» **TASK TO COMPLETE**
Copy exactly, line for line, the part of the listing from the line containing "Where can you spot the wire" through its last line, and nothing else.

» **SUPPLIED MATERIAL**
----------

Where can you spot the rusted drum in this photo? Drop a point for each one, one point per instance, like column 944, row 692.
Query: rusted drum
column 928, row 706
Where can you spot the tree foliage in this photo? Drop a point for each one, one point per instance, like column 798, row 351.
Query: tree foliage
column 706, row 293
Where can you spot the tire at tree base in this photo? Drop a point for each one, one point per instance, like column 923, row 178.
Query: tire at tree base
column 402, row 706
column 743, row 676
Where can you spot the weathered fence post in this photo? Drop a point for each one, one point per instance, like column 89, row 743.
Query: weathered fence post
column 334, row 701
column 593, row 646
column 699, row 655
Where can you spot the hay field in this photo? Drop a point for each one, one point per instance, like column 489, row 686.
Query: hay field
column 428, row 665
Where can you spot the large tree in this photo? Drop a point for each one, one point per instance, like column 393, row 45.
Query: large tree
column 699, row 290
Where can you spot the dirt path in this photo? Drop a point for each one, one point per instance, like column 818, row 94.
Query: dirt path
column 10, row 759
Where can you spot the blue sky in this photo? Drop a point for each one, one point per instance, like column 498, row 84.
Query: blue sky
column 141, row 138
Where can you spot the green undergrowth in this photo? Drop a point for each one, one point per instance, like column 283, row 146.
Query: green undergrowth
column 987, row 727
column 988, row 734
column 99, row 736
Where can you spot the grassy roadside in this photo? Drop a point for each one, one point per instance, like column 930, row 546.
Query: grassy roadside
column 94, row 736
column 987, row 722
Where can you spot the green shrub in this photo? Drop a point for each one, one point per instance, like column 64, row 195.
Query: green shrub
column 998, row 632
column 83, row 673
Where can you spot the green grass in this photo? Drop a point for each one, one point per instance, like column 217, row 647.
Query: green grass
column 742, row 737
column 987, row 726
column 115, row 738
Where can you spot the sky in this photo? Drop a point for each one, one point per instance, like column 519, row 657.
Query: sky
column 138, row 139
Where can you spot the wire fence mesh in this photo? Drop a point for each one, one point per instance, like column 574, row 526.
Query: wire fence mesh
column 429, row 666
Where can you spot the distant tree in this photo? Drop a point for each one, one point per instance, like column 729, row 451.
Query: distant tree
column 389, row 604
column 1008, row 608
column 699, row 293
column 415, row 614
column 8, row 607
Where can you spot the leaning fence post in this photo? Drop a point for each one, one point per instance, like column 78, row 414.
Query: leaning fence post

----------

» **TASK SOLUTION**
Where can you spot the wire fence mesh in this photo? Drop a point for each one, one point per instance, like column 574, row 526.
Query: wire fence mesh
column 429, row 666
Where can you spot the distant tree in this photo? Drop a point for each one, one point per instance, like column 729, row 451.
Query: distant tree
column 389, row 604
column 1008, row 608
column 699, row 293
column 415, row 614
column 8, row 607
Where can you spot the leaning fence post in this photo? Drop a point for each one, one point per instance, like column 78, row 414.
Query: leaning fence post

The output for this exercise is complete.